## REQUIREMENT:
In the data catalog article, change "technical catalog" to "runtime catalog" and give the passage again, starting at "Two things are" and stopping after "is AWS Glue?".

## SELECTED TEXT:
○ ○ ○ ○ ○

The other data catalog: governance, lineage, and OpenMetadata

A library card catalog — drawers of index cards describing what the library holds and where

A card catalog never held a single book. It told you what existed, where it lived, and who had touched it — exactly the job that moved up a layer in the lakehouse. Photo by Alicia Fagerving, CC BY-SA 3.0.

Iceberg won the table-format war, and the moment it did, the fight moved up a layer to the catalog. But "catalog" is one of the most overloaded words in data infrastructure, and the one that grabbed the headline is not the one most teams actually wrestle with. There are two things wearing the name, they sit at different layers, and conflating them is why every catalog conversation goes in circles.

Two things are called a catalog

The first is the technical catalog, the one hit at query runtime. It lives in the query path. When an engine wants to read a table, it asks the technical catalog two questions — where is this table's current metadata and am I allowed to touch it — and the catalog also brokers atomic commits when concurrent writers race. This is the catalog of the format war: Unity Catalog, Apache Polaris, AWS Glue¹, all speaking the Iceberg² REST spec. Every query hits it. It is infrastructure.

🔗 Learn more — ¹ What is AWS Glue?

🔗 Learn more — ² How Apache Iceberg actually works

The second is the governance catalog, sometimes called a metadata catalog or data discovery platform. It sits beside the query path, not in it. Not much breaks at 3am if it goes down — though as AI agents start querying it to decide what data they can trust, that is beginning to change. Its job is for humans and, increasingly, for AI agents: what data do we have, where did this column come from, who owns it, is it any good, and is it allowed to leave the building. This is OpenMetadata, DataHub, Amundsen, and the commercial tier — Collibra, Alation, Atlan.

flowchart TD
    QUERY["Every query, at runtime"] --> RUNTIME["Technical catalog"]
    RUNTIME --> DATA["Iceberg tables on object storage"]

    %% green = in the query path; this catalog is infrastructure and fails loud
    classDef path stroke:#a3be8c,stroke-width:2.5px
    classDef plain stroke:#7b88a1,stroke-width:2.5px
    class RUNTIME path
    class QUERY,DATA plain

Catalog one, the technical catalog, lives in the query path: every read goes through it to locate the table and settle the commit, so when it is down, queries stop. Unity, Polaris, and Glue sit here. In the diagram, green marks the catalog in the query path; grey is the query and the data it connects.

%%{init: {'flowchart': {'curve': 'linear'}}}%%
flowchart TD
    PROD["Producers"] -- publish --> CONTRACT["Data contract"]
    CONTRACT -- guarantees --> CONS["Consumers"]
    GOV["Governance catalog"] -- registers --> CONTRACT
    PROD -. metadata .-> GOV
    PROC["Processors"] -. metadata .-> GOV
    STEWARD["Data stewards"] -- curate --> GOV

    %% amber = governance layer (catalog, contract, stewards); grey = data-plane it governs (producers, processors, consumers)
    classDef govc stroke:#ebcb8b,stroke-width:2.5px
    classDef plain stroke:#7b88a1,stroke-width:2.5px
    class GOV,CONTRACT,STEWARD govc
    class PROD,PROC,CONS plain

Catalog two, the governance catalog, sits beside the query path, not in it. The data contract is the promise between the two sides: producers publish it, consumers rely on it. The catalog is what makes that promise real — it registers the contract, ingests metadata from producers and processors, and audits conformance so a broken promise shows up. Data stewards curate it. In the diagram, amber is the governance layer — catalog, contract, stewards; grey is the data-plane it governs — producers, processors, consumers.

○ ○ ○ ○ ○

## DATA SHOWN:
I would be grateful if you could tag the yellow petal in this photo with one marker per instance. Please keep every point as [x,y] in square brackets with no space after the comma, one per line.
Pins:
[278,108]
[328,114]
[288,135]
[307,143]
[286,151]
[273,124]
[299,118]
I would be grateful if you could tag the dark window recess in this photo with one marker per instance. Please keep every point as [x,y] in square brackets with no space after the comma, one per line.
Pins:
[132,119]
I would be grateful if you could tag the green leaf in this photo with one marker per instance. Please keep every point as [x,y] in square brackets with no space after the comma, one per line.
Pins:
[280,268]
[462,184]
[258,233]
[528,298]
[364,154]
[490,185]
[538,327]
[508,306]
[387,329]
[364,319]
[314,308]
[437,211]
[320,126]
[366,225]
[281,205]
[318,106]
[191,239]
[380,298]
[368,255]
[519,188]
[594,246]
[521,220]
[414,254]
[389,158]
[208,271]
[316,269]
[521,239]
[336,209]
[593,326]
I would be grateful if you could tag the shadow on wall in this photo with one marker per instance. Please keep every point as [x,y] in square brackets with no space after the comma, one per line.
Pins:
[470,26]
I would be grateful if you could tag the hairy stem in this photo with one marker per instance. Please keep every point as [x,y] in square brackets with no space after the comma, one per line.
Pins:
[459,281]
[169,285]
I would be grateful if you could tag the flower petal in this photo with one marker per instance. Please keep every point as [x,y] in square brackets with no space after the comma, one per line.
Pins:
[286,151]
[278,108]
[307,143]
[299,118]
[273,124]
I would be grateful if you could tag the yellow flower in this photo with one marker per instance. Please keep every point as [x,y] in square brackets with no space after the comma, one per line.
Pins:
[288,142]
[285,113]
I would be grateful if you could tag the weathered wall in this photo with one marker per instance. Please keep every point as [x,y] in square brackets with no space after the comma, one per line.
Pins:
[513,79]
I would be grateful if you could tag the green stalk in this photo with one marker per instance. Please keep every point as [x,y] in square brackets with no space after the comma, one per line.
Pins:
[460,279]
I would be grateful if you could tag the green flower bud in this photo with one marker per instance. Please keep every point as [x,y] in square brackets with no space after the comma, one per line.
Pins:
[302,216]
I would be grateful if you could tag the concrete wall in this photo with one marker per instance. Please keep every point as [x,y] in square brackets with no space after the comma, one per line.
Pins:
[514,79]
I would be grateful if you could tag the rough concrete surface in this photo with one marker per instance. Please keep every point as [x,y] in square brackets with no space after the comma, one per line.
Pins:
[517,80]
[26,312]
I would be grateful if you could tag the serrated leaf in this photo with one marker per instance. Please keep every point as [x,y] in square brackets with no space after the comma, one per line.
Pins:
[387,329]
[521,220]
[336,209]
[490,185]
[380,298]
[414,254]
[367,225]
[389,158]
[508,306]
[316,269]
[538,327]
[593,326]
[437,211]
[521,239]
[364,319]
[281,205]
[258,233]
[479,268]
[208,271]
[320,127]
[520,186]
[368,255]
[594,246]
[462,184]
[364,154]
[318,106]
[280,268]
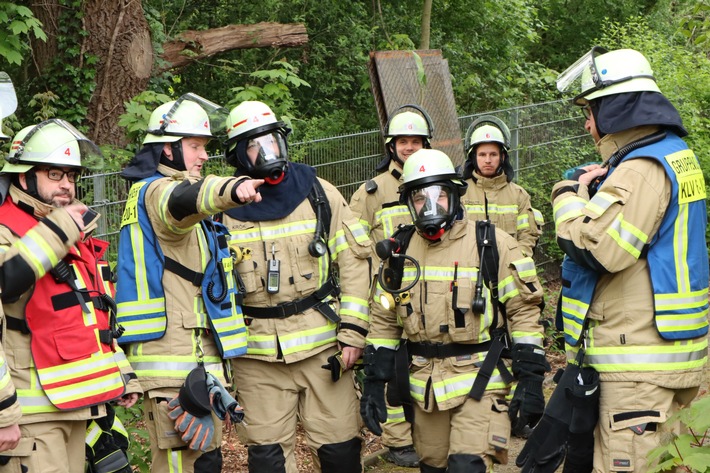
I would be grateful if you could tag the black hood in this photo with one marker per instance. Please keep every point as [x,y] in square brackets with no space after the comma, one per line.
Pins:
[144,163]
[619,112]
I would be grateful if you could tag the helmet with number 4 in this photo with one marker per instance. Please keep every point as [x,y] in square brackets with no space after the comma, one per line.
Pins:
[432,191]
[51,143]
[256,142]
[187,116]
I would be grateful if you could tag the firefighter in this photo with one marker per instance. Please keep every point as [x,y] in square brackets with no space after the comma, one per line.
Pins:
[492,194]
[376,204]
[305,303]
[635,276]
[60,331]
[466,297]
[169,272]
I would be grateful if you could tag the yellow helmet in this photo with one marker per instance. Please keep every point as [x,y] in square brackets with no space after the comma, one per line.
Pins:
[52,142]
[190,115]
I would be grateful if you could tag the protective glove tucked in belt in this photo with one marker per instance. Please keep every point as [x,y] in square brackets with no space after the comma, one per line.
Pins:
[192,412]
[223,404]
[577,391]
[379,369]
[529,366]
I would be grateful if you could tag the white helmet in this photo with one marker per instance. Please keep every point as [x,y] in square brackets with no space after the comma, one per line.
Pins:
[190,115]
[252,127]
[52,142]
[600,73]
[407,124]
[432,191]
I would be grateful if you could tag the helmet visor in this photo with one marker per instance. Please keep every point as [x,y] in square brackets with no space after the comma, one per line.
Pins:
[430,204]
[216,113]
[264,149]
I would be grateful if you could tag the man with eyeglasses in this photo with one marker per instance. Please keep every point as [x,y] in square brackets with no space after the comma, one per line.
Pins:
[634,302]
[59,332]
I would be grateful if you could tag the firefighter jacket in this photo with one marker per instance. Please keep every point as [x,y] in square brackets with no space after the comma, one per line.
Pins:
[376,204]
[278,333]
[59,359]
[29,257]
[507,206]
[175,206]
[643,234]
[141,300]
[439,312]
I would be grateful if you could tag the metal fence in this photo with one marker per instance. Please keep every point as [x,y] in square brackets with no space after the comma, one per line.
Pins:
[546,139]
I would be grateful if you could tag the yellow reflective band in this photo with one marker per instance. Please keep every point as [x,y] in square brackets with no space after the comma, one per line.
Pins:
[355,307]
[523,222]
[388,343]
[600,203]
[628,237]
[674,357]
[507,289]
[567,209]
[308,339]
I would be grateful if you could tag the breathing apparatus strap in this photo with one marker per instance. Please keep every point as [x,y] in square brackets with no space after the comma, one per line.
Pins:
[500,346]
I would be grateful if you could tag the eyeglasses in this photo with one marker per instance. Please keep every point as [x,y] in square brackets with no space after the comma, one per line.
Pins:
[56,174]
[587,111]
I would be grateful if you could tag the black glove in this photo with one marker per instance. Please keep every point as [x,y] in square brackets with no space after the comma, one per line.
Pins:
[545,449]
[372,405]
[529,366]
[379,368]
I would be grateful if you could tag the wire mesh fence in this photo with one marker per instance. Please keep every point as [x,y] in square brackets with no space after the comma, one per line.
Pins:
[547,138]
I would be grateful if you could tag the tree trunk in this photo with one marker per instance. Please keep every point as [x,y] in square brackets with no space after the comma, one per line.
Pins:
[195,45]
[118,35]
[120,38]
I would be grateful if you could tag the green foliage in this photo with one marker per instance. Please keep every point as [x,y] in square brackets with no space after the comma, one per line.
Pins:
[72,74]
[44,104]
[17,24]
[683,75]
[273,87]
[139,454]
[687,452]
[138,111]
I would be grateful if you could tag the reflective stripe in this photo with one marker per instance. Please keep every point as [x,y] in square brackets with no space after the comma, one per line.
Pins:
[528,338]
[168,367]
[308,339]
[642,358]
[338,243]
[395,415]
[93,432]
[261,345]
[525,267]
[355,307]
[523,222]
[507,289]
[627,236]
[600,203]
[567,209]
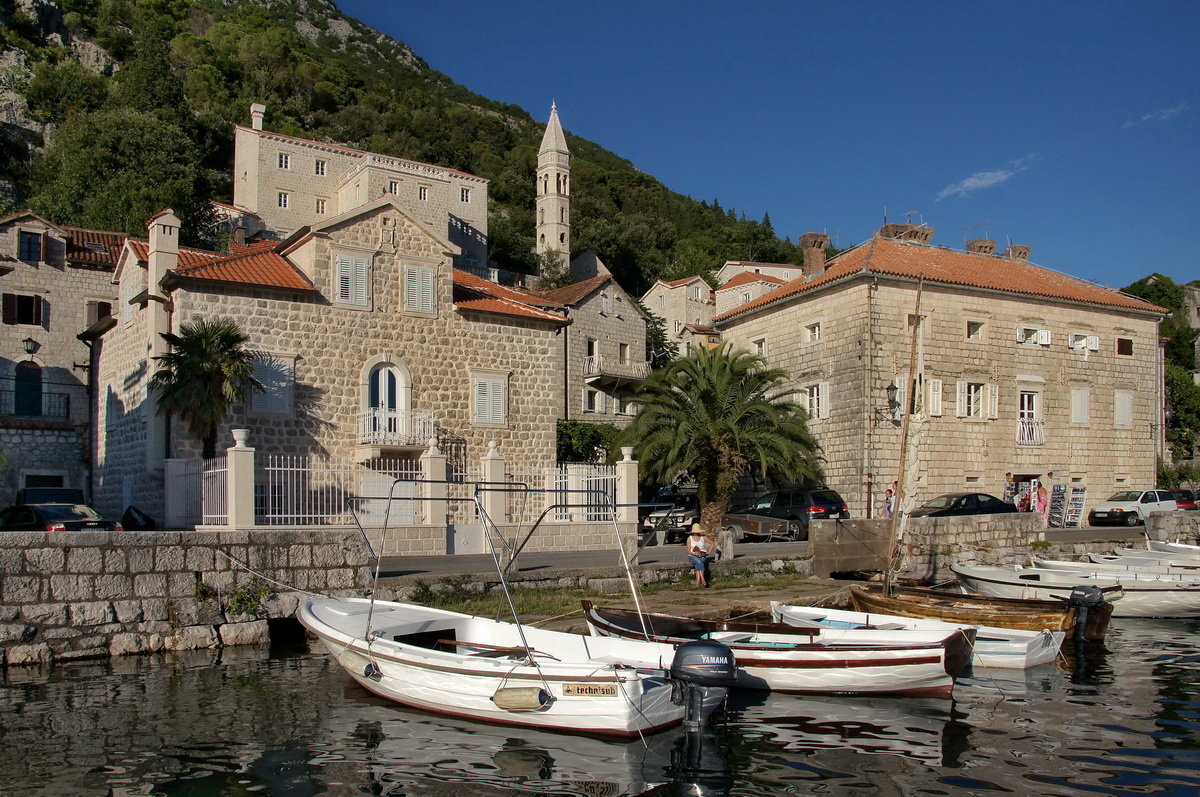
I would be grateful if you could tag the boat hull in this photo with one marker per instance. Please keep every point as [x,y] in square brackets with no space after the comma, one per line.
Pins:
[1030,615]
[807,667]
[592,694]
[994,647]
[1139,599]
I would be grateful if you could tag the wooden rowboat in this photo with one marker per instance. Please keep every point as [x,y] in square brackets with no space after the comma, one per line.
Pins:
[1027,613]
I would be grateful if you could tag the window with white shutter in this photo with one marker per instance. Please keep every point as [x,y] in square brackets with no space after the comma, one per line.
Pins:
[1122,408]
[420,286]
[352,275]
[935,396]
[276,373]
[1080,406]
[491,399]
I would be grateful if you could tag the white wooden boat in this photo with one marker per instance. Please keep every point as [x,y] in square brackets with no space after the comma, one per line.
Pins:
[498,672]
[1139,598]
[1174,547]
[787,659]
[1169,562]
[994,647]
[1121,568]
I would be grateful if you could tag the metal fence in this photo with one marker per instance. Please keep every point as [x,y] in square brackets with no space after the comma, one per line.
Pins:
[199,492]
[316,491]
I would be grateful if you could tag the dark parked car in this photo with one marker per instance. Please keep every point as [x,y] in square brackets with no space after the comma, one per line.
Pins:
[784,514]
[54,517]
[1185,498]
[963,503]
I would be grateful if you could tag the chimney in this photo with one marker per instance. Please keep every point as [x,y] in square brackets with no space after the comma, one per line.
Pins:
[916,233]
[814,245]
[982,246]
[1017,252]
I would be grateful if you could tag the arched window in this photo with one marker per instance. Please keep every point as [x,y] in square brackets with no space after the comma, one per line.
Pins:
[28,389]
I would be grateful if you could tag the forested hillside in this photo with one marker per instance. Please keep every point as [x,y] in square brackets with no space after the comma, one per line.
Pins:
[120,107]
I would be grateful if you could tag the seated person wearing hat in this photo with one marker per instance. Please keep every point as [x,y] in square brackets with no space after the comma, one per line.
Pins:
[699,550]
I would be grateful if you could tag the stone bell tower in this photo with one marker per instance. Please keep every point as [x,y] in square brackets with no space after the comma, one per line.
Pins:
[553,192]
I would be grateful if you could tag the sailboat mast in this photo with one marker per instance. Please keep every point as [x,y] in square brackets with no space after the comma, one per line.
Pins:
[911,405]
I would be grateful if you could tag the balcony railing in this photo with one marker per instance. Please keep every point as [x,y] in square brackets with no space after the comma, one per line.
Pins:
[1031,431]
[379,426]
[34,405]
[599,365]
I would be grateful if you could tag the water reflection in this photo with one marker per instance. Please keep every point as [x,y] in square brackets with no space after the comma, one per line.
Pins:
[1116,720]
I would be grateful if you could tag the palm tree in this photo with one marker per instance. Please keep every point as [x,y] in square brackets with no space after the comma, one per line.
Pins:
[208,370]
[713,417]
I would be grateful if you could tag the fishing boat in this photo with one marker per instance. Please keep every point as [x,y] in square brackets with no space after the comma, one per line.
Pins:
[1078,619]
[994,647]
[1139,598]
[495,671]
[780,658]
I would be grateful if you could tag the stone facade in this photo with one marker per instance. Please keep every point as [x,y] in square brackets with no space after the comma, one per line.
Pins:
[52,293]
[328,353]
[289,183]
[1077,403]
[96,594]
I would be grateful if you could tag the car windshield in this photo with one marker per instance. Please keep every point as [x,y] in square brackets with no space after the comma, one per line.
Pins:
[63,511]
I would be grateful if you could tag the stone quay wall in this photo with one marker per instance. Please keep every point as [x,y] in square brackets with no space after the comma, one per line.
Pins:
[88,594]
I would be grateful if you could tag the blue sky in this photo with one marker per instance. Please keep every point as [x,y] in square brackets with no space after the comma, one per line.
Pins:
[1069,126]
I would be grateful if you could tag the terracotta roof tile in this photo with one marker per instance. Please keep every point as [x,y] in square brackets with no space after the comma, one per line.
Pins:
[951,267]
[94,246]
[574,292]
[747,277]
[259,267]
[480,295]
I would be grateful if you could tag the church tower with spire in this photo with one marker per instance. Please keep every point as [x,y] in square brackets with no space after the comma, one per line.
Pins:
[553,192]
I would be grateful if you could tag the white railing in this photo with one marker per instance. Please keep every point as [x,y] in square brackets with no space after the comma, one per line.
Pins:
[198,493]
[1031,431]
[379,426]
[313,491]
[598,364]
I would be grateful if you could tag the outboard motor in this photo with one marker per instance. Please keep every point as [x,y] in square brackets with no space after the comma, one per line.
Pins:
[702,673]
[1084,598]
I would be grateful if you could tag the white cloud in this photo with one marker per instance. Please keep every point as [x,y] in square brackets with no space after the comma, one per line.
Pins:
[981,180]
[1162,114]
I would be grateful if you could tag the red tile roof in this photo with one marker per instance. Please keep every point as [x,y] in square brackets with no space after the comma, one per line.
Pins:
[949,267]
[574,292]
[94,246]
[480,295]
[258,265]
[747,277]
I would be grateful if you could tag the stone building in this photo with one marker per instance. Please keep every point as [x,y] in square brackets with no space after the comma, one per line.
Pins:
[1018,372]
[288,183]
[371,343]
[57,286]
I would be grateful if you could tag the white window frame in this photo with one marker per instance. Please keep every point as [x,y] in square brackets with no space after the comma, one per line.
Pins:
[1122,408]
[352,279]
[490,397]
[276,373]
[420,289]
[815,397]
[1081,406]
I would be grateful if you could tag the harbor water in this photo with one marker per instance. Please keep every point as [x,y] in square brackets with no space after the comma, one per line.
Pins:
[1116,719]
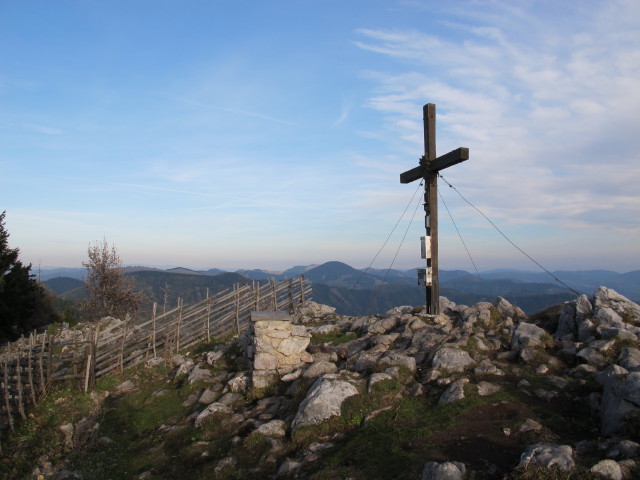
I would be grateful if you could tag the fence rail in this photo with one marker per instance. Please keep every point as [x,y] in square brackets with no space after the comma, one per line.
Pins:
[31,365]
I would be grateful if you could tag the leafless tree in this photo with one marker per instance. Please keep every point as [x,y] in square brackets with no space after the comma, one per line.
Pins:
[109,291]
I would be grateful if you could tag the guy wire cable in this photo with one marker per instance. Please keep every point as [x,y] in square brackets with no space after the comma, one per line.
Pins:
[459,234]
[508,239]
[386,241]
[401,243]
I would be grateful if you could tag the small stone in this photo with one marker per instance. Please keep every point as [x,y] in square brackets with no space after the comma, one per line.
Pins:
[485,389]
[274,428]
[530,425]
[609,469]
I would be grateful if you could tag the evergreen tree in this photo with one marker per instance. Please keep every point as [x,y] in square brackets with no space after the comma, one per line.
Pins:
[109,291]
[24,304]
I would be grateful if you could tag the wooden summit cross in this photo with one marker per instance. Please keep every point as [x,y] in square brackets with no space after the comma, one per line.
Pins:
[428,169]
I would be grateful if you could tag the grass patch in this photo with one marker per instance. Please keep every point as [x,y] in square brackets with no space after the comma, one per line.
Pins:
[211,344]
[536,472]
[393,445]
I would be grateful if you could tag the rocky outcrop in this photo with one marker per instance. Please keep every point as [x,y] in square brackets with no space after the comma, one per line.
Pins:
[275,347]
[324,400]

○ ○ ○ ○ ○

## EXERCISE RESULT:
Two things are called a catalog

The first is the runtime catalog, the one hit at query runtime. It lives in the query path. When an engine wants to read a table, it asks the runtime catalog two questions — where is this table's current metadata and am I allowed to touch it — and the catalog also brokers atomic commits when concurrent writers race. This is the catalog of the format war: Unity Catalog, Apache Polaris, AWS Glue¹, all speaking the Iceberg² REST spec. Every query hits it. It is infrastructure.

🔗 Learn more — ¹ What is AWS Glue?